===== MATERIAL TO PROCESS =====

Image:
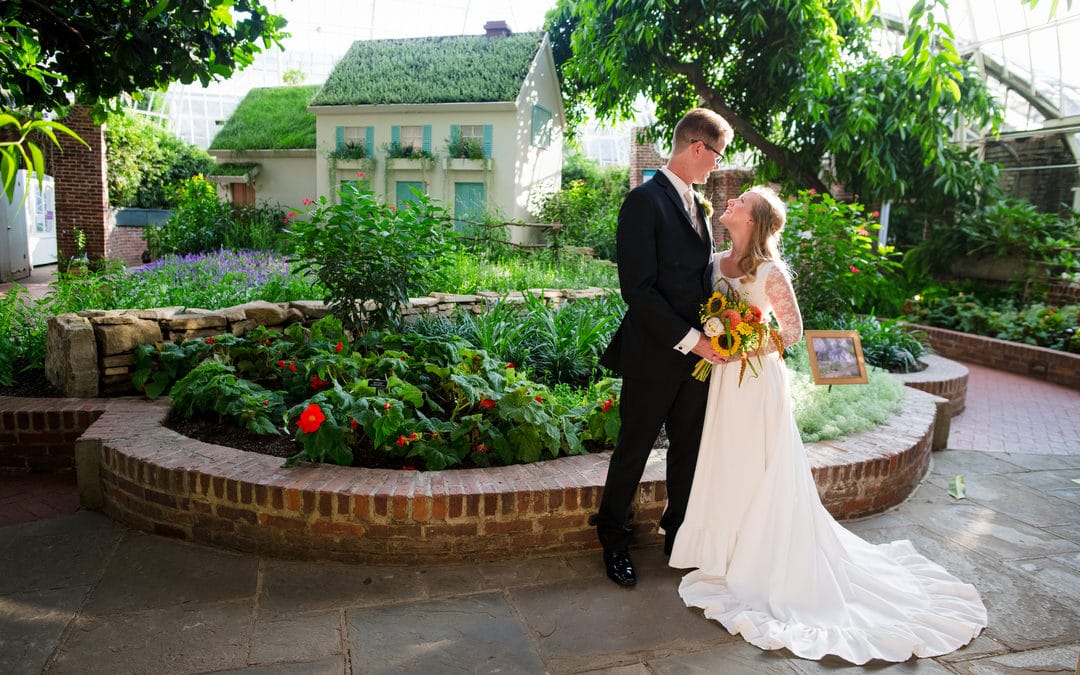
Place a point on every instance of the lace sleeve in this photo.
(785, 307)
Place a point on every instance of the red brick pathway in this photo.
(28, 497)
(1004, 414)
(1009, 413)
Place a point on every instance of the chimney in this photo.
(497, 29)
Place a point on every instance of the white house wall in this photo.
(285, 177)
(520, 173)
(539, 170)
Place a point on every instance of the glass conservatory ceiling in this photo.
(1031, 61)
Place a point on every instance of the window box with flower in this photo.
(408, 158)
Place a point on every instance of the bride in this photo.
(771, 564)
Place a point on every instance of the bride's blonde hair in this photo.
(768, 215)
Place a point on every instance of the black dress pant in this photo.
(646, 405)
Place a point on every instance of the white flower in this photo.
(714, 326)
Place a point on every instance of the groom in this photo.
(663, 246)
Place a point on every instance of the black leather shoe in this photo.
(620, 568)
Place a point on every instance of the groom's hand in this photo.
(704, 349)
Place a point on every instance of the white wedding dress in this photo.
(771, 564)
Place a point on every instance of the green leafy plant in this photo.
(17, 137)
(203, 224)
(466, 148)
(396, 150)
(1002, 228)
(888, 343)
(552, 346)
(1031, 323)
(838, 268)
(350, 150)
(370, 257)
(823, 413)
(433, 402)
(588, 205)
(148, 164)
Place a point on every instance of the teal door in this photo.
(404, 191)
(469, 202)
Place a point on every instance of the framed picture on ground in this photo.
(836, 356)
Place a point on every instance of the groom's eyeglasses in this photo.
(719, 156)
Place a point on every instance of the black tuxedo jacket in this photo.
(664, 278)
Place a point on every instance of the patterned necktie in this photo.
(696, 218)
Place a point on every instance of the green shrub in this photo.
(466, 148)
(431, 402)
(551, 346)
(147, 164)
(202, 224)
(588, 205)
(1003, 228)
(370, 257)
(22, 333)
(823, 413)
(887, 343)
(838, 268)
(1034, 323)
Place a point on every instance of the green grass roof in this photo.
(427, 70)
(270, 119)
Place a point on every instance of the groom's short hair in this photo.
(702, 124)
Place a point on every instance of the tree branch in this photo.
(715, 102)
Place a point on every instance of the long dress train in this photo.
(771, 563)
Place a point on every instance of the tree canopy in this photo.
(798, 80)
(93, 51)
(97, 50)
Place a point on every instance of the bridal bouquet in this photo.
(736, 327)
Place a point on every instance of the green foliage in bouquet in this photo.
(369, 256)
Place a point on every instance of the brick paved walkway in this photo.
(1004, 414)
(29, 497)
(1009, 413)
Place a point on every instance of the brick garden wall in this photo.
(1047, 364)
(152, 478)
(82, 192)
(126, 244)
(39, 434)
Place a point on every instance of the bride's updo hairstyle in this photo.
(769, 215)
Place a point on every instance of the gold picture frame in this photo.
(836, 356)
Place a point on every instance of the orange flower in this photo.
(311, 418)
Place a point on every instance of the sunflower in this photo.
(716, 304)
(720, 343)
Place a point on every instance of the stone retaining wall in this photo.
(154, 480)
(942, 377)
(91, 353)
(1047, 364)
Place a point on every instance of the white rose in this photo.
(714, 326)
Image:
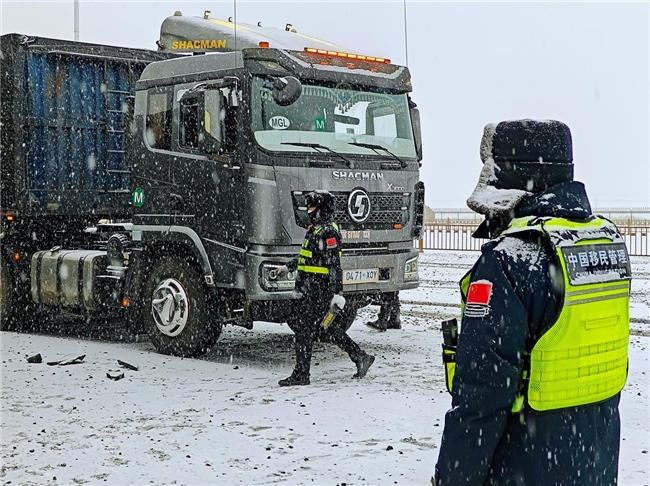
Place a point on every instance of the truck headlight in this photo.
(411, 270)
(270, 282)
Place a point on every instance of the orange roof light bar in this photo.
(346, 55)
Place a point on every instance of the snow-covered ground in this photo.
(221, 419)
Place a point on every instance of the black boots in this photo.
(294, 380)
(364, 362)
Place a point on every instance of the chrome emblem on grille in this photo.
(359, 205)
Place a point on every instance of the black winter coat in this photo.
(483, 442)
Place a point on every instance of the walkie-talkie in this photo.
(450, 332)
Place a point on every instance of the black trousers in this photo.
(310, 311)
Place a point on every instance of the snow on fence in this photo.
(458, 236)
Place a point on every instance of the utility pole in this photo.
(76, 20)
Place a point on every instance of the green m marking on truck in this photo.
(138, 197)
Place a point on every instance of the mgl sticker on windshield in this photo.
(279, 123)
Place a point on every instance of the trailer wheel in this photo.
(175, 309)
(7, 297)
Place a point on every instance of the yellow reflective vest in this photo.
(582, 357)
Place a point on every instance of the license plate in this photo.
(361, 275)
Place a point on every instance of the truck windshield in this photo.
(346, 121)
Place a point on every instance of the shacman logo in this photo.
(200, 44)
(359, 205)
(357, 176)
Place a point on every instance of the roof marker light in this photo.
(346, 55)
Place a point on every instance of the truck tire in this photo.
(7, 297)
(175, 310)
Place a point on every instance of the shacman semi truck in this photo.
(165, 187)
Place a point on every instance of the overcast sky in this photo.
(584, 63)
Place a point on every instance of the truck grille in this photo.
(386, 210)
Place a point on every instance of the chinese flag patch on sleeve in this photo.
(479, 292)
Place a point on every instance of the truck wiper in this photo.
(317, 146)
(374, 147)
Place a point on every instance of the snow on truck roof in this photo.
(181, 34)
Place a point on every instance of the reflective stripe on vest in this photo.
(582, 358)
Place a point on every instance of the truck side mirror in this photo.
(210, 135)
(286, 90)
(417, 131)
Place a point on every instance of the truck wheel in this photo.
(175, 309)
(7, 298)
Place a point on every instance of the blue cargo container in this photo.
(65, 122)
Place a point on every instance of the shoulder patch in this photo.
(478, 299)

=====

Put every line of the entries above into a numbered list, skipping blank lines and leaving out the pictures.

1. Image:
2. Place a point on every instance of the lace sleeve in this photo.
3. (785, 307)
4. Place a point on every instance of the red brick pathway in this photo.
5. (28, 497)
6. (1004, 414)
7. (1009, 413)
8. Place a point on every instance of the chimney in this photo.
9. (497, 29)
10. Place a point on every instance of the white house wall in this photo.
11. (285, 177)
12. (520, 173)
13. (539, 170)
14. Place a point on every instance of the glass conservatory ceiling in this photo.
15. (1031, 61)
16. Place a point on every instance of the window box with flower in this photo.
17. (408, 158)
18. Place a point on every instance of the bride in this photo.
19. (771, 564)
20. Place a point on every instance of the bride's blonde hair in this photo.
21. (768, 215)
22. Place a point on every instance of the black dress pant in this photo.
23. (646, 405)
24. Place a point on every instance of the white flower in this photo.
25. (714, 326)
26. Place a point on every instance of the groom in this photo.
27. (663, 246)
28. Place a point on every instance of the black leather shoe in this photo.
29. (620, 568)
30. Place a point on every instance of the groom's hand in this photo.
31. (704, 349)
32. Place a point on every instance of the white wedding dress in this photo.
33. (771, 564)
34. Place a point on every instance of the green leafy plant in this photo.
35. (17, 137)
36. (203, 224)
37. (466, 148)
38. (396, 150)
39. (1002, 228)
40. (888, 343)
41. (552, 346)
42. (1031, 323)
43. (838, 268)
44. (350, 150)
45. (370, 257)
46. (823, 413)
47. (433, 402)
48. (588, 205)
49. (148, 164)
50. Place a point on every instance of the teal door in this photo.
51. (404, 191)
52. (469, 202)
53. Place a point on every instance of the framed picture on ground in this photo.
54. (836, 356)
55. Place a point on every instance of the groom's eyeglasses in this photo.
56. (719, 156)
57. Place a point on every instance of the black tuxedo jacket in this photo.
58. (664, 278)
59. Place a point on every instance of the patterned necktie in this photo.
60. (696, 218)
61. Place a point on every instance of the green shrub in this photo.
62. (466, 148)
63. (431, 402)
64. (551, 346)
65. (147, 164)
66. (202, 224)
67. (588, 205)
68. (1003, 228)
69. (370, 257)
70. (22, 333)
71. (823, 413)
72. (887, 343)
73. (838, 268)
74. (1034, 323)
75. Place a point on every instance of the green grass roof in this photo.
76. (427, 70)
77. (270, 119)
78. Place a point on every instance of the groom's short hair in this photo.
79. (702, 124)
80. Place a point on every instance of the tree branch in this photo.
81. (715, 102)
82. Place a point on every instance of the long dress train in this photo.
83. (771, 563)
84. Place a point on every instance of the tree canopy in this photo.
85. (798, 80)
86. (93, 51)
87. (97, 50)
88. Place a point on every instance of the bridal bouquet in this photo.
89. (736, 327)
90. Place a point on every instance of the green foliage in bouquet in this photo.
91. (369, 256)
92. Place a point on every instance of the brick paved walkway in this photo.
93. (1004, 414)
94. (29, 497)
95. (1009, 413)
96. Place a point on every instance of the brick garden wall in this photo.
97. (1047, 364)
98. (152, 478)
99. (82, 192)
100. (126, 244)
101. (39, 434)
102. Place a point on every instance of the bride's updo hairstyle in this photo.
103. (769, 215)
104. Place a point on every instance of the gold picture frame in this photo.
105. (836, 356)
106. Place a point on every instance of the orange flower in this photo.
107. (311, 418)
108. Place a point on every instance of the sunflower in this photo.
109. (716, 304)
110. (720, 343)
111. Place a point on every instance of the stone retaining wall in this photo.
112. (154, 480)
113. (942, 377)
114. (91, 353)
115. (1047, 364)
116. Place a point on every instance of the white rose in this photo.
117. (714, 326)
118. Image:
119. Place a point on every instance of the truck headlight in this photo.
120. (411, 270)
121. (270, 282)
122. Place a point on every instance of the orange roof light bar in this photo.
123. (346, 55)
124. Place a point on every instance of the snow-covered ground in this photo.
125. (221, 419)
126. Place a point on every instance of the black boots in this photo.
127. (294, 380)
128. (364, 362)
129. Place a point on every instance of the chrome emblem on grille in this photo.
130. (359, 205)
131. Place a point on every instance of the black winter coat in this photo.
132. (483, 442)
133. Place a point on every instance of the walkie-talkie in this photo.
134. (450, 332)
135. Place a point on every instance of the black trousers in this photo.
136. (310, 311)
137. Place a point on every instance of the snow on fence in this photo.
138. (458, 236)
139. Place a point on every instance of the utility pole in this photo.
140. (76, 20)
141. Place a point on every instance of the green m marking on truck in this photo.
142. (138, 197)
143. Place a point on every instance of the mgl sticker on windshield in this photo.
144. (279, 123)
145. Place a point on every instance of the trailer wheel in this photo.
146. (175, 309)
147. (7, 297)
148. Place a point on every instance of the yellow reflective vest in this photo.
149. (582, 357)
150. Place a point on every instance of the license plate in this photo.
151. (361, 275)
152. Place a point on every instance of the truck windshield in this photo.
153. (346, 121)
154. Place a point on every instance of the shacman logo in this photo.
155. (200, 44)
156. (359, 205)
157. (357, 176)
158. Place a point on every instance of the roof marker light in this photo.
159. (346, 55)
160. Place a point on every instance of the truck tire in this photo.
161. (7, 297)
162. (175, 310)
163. Place a point on every instance of the shacman semi truck in this photo.
164. (165, 187)
165. Place a point on every instance of the overcast sky in this photo.
166. (584, 63)
167. Place a point on every instance of the truck grille in this photo.
168. (386, 210)
169. Place a point on every instance of the chinese flag patch on sleeve in this photo.
170. (479, 292)
171. Place a point on every instance of the truck wiper in this photo.
172. (317, 146)
173. (374, 147)
174. Place a point on every instance of the snow on truck roof in this photo.
175. (181, 34)
176. Place a point on every instance of the reflective stripe on vest in this photo.
177. (582, 358)
178. Place a point on every instance of the truck side mirror in this photo.
179. (210, 135)
180. (286, 90)
181. (417, 131)
182. Place a point on every instance of the truck wheel in this photo.
183. (175, 309)
184. (7, 298)
185. Place a point on every instance of the blue cargo container in this photo.
186. (65, 122)
187. Place a point on every instance of the shoulder patch in this photo.
188. (478, 299)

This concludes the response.